▸ **Exercise**: Lay out every line of the records below as a Markdown table with the columns Row and Line. Give each line its own numbered row, skip blank lines, and leave out the pictures.

######

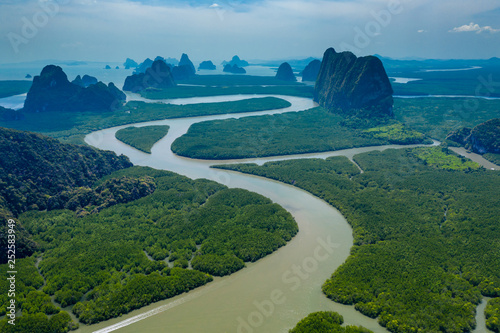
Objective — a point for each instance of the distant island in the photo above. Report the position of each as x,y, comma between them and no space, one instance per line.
482,139
351,85
234,69
129,63
84,81
285,73
157,76
235,61
208,65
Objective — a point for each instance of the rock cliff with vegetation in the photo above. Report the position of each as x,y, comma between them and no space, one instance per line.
157,76
351,85
285,73
209,65
51,91
234,69
482,139
236,61
85,81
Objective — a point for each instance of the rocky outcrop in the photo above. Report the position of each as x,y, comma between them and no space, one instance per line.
460,136
350,85
157,76
208,65
285,73
235,61
310,73
10,114
234,69
482,139
143,66
186,62
51,91
84,81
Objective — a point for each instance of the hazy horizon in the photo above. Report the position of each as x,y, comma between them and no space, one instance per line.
113,30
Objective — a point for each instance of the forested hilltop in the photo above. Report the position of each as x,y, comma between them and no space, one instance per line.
104,242
35,170
427,238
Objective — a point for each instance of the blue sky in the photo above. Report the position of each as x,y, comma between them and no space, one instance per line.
111,30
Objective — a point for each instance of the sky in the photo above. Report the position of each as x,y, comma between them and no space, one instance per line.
112,30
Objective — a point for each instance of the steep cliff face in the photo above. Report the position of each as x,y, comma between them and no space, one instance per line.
157,76
51,91
208,65
185,61
347,84
285,73
310,73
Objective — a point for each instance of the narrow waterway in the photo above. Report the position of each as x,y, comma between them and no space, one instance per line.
271,295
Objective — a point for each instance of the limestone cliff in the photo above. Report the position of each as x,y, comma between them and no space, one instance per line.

######

▸ **Response below**:
| Row | Line |
|---|---|
| 1 | Objective — a point for each instance of the distant island in the photo above. Report the position of each as x,y, comma between them and no space, one instance per line. |
| 2 | 482,139 |
| 3 | 351,85 |
| 4 | 234,69 |
| 5 | 129,63 |
| 6 | 84,81 |
| 7 | 285,73 |
| 8 | 157,76 |
| 9 | 235,61 |
| 10 | 208,65 |
| 11 | Objective — a point for each instance of the rock cliff with vegetation in the photo above. Report the position of each as x,y, comma between them and no space, one instance per line. |
| 12 | 157,76 |
| 13 | 351,85 |
| 14 | 285,73 |
| 15 | 209,65 |
| 16 | 51,91 |
| 17 | 234,69 |
| 18 | 482,139 |
| 19 | 236,61 |
| 20 | 85,81 |
| 21 | Objective — a point for each instance of the rocky outcrop in the photo above. Report the position of each as x,y, comma between them and no space, one instance per line. |
| 22 | 460,136 |
| 23 | 350,85 |
| 24 | 157,76 |
| 25 | 208,65 |
| 26 | 285,73 |
| 27 | 235,61 |
| 28 | 310,73 |
| 29 | 10,114 |
| 30 | 234,69 |
| 31 | 482,139 |
| 32 | 143,66 |
| 33 | 186,62 |
| 34 | 51,91 |
| 35 | 84,81 |
| 36 | Objective — a point for each instance of the hazy horizon in the photo above. Report the position of each as x,y, comma between them and no space, one instance per line. |
| 37 | 113,30 |
| 38 | Objective — a point for each instance of the forested hilltop in the photo above. Report the position of each as x,y, comma between them and no space, one instance per line. |
| 39 | 104,242 |
| 40 | 35,170 |
| 41 | 427,238 |
| 42 | Objective — a point for each instance of the blue sky in the photo above. Report the position of each as x,y, comma between them and no space, one instance per line. |
| 43 | 111,30 |
| 44 | Objective — a point for each instance of the sky in the photo above. Report the position of each as x,y, comma between them and no space, one instance per line. |
| 45 | 112,30 |
| 46 | Objective — a point for each instance of the steep cliff face in the photo above. Report the position of each as x,y, comma between them and no space, one instance per line. |
| 47 | 157,76 |
| 48 | 51,91 |
| 49 | 208,65 |
| 50 | 185,61 |
| 51 | 347,84 |
| 52 | 285,73 |
| 53 | 310,73 |
| 54 | Objective — a point for each instance of the narrow waterway in the photo above. Report the position of each as x,y, comma between them and no space, one instance per line. |
| 55 | 271,295 |
| 56 | Objective — a point for each instance of the limestone cliff in the photo above. Report the position of each as x,y, comma between them and no space, one instance per line. |